> What the task asks
All lines from the line containing "the gray athletic" up to and including the last line of the listing below should be echoed exactly; no other lines belong in the response.

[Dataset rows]
————————

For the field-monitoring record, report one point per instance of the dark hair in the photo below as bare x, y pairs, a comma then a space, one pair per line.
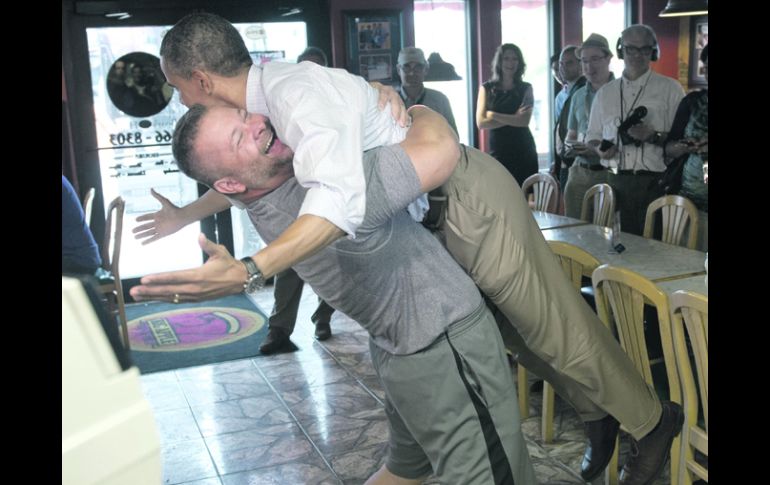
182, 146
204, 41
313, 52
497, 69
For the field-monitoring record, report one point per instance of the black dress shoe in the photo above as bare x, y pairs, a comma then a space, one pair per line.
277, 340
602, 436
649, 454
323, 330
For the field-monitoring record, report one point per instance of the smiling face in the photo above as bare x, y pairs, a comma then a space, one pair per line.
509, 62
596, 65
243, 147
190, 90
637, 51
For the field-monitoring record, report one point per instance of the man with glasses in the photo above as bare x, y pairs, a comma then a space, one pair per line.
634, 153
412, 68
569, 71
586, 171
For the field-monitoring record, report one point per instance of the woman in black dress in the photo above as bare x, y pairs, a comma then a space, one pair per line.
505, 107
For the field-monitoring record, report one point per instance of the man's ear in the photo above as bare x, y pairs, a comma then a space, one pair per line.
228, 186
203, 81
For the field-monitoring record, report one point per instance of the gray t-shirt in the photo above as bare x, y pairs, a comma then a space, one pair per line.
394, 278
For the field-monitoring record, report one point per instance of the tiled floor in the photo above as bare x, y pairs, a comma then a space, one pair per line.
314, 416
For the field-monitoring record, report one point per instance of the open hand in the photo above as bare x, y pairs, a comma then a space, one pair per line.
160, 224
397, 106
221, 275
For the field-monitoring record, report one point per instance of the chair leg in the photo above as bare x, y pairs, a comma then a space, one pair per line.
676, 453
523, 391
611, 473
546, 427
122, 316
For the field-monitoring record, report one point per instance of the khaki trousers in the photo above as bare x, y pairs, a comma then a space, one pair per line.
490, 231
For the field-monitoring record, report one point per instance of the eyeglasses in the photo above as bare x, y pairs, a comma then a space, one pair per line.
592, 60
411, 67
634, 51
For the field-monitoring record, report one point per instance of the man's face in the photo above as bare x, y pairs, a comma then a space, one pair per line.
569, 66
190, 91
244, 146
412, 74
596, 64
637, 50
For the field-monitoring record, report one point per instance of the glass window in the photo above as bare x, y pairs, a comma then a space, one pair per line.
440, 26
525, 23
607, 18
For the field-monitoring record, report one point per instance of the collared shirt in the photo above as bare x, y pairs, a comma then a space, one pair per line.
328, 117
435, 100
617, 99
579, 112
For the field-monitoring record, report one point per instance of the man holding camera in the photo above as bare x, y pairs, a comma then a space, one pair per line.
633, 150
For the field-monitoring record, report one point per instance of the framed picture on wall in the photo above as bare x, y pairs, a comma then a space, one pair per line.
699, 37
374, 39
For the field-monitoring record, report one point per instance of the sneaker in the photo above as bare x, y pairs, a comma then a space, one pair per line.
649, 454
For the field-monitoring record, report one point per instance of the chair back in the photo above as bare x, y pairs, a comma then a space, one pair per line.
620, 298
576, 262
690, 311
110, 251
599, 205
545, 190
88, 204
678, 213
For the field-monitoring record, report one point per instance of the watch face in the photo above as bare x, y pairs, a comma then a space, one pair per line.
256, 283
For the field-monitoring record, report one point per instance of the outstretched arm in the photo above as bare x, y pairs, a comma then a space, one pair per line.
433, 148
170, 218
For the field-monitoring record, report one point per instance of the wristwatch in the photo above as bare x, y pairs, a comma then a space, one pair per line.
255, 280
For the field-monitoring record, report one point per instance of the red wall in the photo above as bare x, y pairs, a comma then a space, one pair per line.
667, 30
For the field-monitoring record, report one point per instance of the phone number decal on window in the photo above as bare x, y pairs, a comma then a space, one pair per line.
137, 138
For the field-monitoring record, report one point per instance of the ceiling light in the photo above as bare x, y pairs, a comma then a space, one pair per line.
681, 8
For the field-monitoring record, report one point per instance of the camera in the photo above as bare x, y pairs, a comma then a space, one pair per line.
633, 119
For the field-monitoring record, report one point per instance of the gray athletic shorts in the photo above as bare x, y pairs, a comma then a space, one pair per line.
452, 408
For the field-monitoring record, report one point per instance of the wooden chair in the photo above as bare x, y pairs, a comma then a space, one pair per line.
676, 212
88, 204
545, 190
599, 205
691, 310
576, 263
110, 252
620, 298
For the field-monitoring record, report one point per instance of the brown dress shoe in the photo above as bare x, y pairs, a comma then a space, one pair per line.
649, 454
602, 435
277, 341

————————

> Solved exercise
For the field-monitoring record, report one point per instance of the gray athletic shorts in the photo above as bare x, y pairs, a comma then a space, one pair per line.
452, 408
For the field-monitoring record, report one point per instance of the wooden chair in the photo above as bare x, y pairs, a comma then a space, one pair per line.
676, 212
88, 204
545, 190
599, 205
691, 310
576, 263
110, 252
620, 298
For the field-monitoring record, report one point per instance of the brown dress shoe in the photo above as bare x, y pairs, a comma then a space, one pair per line.
649, 454
602, 435
277, 341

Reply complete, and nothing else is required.